### WHAT YOU WILL DO
Revise the material below by replacing "fattest part" with "widest part", leaving everything else as it is and omitting the pictures.
--- begin THE RECORDS ---
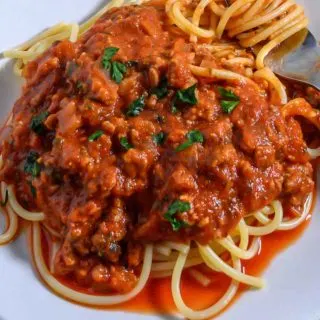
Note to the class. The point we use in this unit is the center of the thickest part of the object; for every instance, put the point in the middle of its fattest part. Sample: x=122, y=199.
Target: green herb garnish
x=96, y=135
x=135, y=107
x=4, y=203
x=117, y=71
x=159, y=138
x=37, y=123
x=31, y=166
x=162, y=90
x=230, y=100
x=193, y=136
x=177, y=206
x=125, y=144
--- end THE RECORDS ---
### THE REPLY
Note to the class. The point we use in this unit is the center of the thickest part of the object; for every instance, put the point in the middle of its widest part. Sample: x=122, y=199.
Target: green herb garnish
x=96, y=135
x=135, y=107
x=4, y=203
x=117, y=71
x=159, y=138
x=37, y=123
x=31, y=166
x=162, y=90
x=230, y=100
x=193, y=136
x=177, y=206
x=125, y=144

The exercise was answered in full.